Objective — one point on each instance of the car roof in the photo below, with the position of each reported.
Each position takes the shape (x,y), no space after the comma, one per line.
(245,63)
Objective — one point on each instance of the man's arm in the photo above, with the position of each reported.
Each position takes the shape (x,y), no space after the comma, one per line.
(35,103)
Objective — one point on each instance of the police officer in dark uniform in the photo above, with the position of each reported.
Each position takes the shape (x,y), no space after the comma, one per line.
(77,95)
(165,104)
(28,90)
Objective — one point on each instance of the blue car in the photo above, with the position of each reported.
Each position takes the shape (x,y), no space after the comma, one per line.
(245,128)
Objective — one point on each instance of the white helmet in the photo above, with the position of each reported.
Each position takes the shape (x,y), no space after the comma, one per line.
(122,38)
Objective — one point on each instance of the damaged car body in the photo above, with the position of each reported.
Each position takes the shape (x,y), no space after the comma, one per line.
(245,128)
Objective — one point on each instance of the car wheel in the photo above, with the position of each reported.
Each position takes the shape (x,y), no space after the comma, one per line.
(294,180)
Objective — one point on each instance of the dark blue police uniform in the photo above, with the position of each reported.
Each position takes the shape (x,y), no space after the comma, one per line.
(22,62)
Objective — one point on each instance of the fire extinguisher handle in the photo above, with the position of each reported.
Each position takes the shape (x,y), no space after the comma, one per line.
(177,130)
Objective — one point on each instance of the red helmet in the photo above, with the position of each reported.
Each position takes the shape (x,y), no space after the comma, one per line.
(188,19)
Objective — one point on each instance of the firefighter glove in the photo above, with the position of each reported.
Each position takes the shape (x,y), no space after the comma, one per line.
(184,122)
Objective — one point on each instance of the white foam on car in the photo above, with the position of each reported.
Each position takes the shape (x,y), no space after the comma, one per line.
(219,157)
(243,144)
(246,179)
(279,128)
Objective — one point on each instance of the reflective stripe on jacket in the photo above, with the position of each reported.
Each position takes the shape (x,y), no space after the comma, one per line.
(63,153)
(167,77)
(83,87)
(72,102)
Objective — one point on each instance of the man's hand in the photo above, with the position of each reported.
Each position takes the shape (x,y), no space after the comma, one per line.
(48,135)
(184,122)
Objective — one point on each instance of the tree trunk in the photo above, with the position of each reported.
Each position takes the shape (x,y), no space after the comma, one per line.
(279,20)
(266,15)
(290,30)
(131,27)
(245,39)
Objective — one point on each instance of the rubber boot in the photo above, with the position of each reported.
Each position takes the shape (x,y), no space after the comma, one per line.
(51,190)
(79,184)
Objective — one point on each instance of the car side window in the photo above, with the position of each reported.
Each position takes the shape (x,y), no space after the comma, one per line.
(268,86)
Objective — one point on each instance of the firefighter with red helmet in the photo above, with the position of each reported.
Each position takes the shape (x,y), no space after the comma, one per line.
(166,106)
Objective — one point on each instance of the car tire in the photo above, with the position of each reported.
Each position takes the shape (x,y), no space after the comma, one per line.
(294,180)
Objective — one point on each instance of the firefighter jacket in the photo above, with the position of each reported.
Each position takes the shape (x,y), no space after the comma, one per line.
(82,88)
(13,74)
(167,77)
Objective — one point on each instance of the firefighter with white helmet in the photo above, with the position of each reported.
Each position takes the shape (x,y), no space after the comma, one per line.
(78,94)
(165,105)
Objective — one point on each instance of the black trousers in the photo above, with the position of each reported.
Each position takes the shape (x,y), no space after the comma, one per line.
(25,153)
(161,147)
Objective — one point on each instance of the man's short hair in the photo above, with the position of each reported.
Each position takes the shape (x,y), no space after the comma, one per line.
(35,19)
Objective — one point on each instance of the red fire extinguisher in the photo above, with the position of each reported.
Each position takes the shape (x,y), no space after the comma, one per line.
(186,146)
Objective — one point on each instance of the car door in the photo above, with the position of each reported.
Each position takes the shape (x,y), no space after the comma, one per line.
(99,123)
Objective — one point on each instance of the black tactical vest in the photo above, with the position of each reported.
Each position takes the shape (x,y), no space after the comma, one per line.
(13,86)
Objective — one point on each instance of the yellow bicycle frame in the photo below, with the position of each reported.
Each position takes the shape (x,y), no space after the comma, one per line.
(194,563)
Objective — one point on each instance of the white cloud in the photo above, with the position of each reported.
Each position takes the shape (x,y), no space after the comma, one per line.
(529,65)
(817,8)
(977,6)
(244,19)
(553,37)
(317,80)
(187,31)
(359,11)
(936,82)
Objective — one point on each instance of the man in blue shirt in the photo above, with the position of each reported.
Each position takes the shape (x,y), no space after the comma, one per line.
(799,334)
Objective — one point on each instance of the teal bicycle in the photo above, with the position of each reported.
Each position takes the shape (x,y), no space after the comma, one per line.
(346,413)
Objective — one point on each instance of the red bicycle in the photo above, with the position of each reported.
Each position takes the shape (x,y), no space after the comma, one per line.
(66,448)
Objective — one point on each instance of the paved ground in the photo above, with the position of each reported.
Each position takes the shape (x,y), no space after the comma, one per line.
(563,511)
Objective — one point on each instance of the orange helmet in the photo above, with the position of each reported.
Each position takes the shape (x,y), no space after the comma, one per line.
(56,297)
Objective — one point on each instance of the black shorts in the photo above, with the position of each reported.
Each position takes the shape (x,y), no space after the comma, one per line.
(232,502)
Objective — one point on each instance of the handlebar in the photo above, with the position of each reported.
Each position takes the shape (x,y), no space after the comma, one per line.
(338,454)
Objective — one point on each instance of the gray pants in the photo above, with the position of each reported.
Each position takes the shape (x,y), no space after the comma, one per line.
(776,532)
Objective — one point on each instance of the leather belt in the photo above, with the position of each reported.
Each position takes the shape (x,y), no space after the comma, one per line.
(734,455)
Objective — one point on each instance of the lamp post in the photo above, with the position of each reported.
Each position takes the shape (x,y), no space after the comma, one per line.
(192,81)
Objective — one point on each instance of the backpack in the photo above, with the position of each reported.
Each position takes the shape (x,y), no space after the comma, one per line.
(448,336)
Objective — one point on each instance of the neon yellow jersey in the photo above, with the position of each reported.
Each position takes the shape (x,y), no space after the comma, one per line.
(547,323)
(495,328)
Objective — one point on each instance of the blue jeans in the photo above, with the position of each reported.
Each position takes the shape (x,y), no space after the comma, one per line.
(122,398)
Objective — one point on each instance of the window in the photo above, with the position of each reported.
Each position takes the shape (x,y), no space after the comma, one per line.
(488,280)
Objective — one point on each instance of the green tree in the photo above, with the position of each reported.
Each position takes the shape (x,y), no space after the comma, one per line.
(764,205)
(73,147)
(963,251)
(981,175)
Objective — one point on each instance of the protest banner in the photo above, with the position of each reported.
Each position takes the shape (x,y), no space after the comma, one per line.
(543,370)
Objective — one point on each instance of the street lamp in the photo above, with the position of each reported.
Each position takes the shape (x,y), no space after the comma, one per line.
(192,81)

[YOUR GOAL]: Only the lines from the one containing "Objective — one point on each instance of the green" to the end of the listing belong in the output, each reproduced exactly.

[FINAL RESULT]:
Objective — one point on each instance of the green tree in the photo above, with the position of each reported.
Each position takes the shape (x,y), no space after the comma, one per line.
(764,205)
(73,147)
(963,251)
(981,175)
Objective — one point on each instance of the protest banner in the photo above, with the position of each reported.
Each position takes the shape (x,y), no space after the comma, one per line.
(543,370)
Objective — one point on each instance of the street lamp in the photo above, with the position of each reported.
Each position takes the shape (x,y), no space after the comma, one per line.
(192,81)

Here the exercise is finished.